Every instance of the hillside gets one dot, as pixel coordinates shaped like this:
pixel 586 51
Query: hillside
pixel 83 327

* * *

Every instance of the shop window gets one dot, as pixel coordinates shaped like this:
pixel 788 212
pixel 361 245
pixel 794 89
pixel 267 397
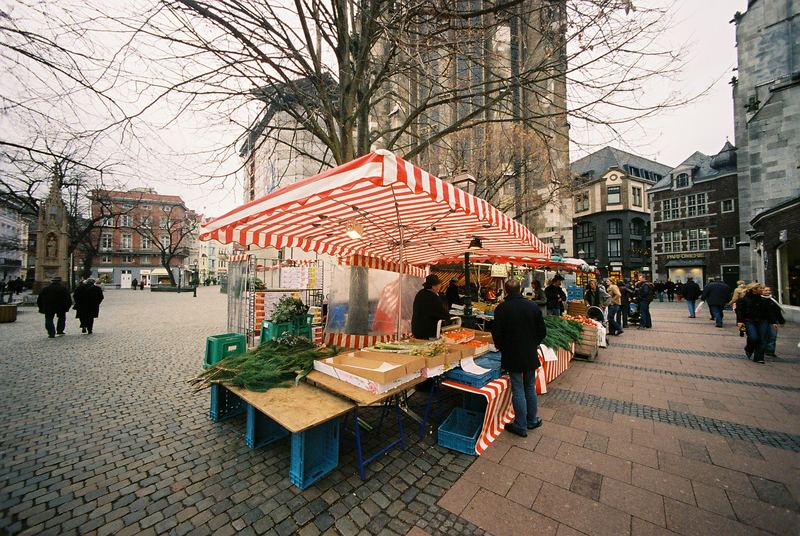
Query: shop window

• [What is being asked]: Reproduce every line starting at the one containing "Every instance of the hillside" and ending at the one containing "pixel 83 327", requests included. Shift each pixel coordinate in the answers by adding 8 to it.

• [Problem solution]:
Every instance of the hillside gets one dot, as pixel coordinates shaped like this:
pixel 586 51
Query: hillside
pixel 91 335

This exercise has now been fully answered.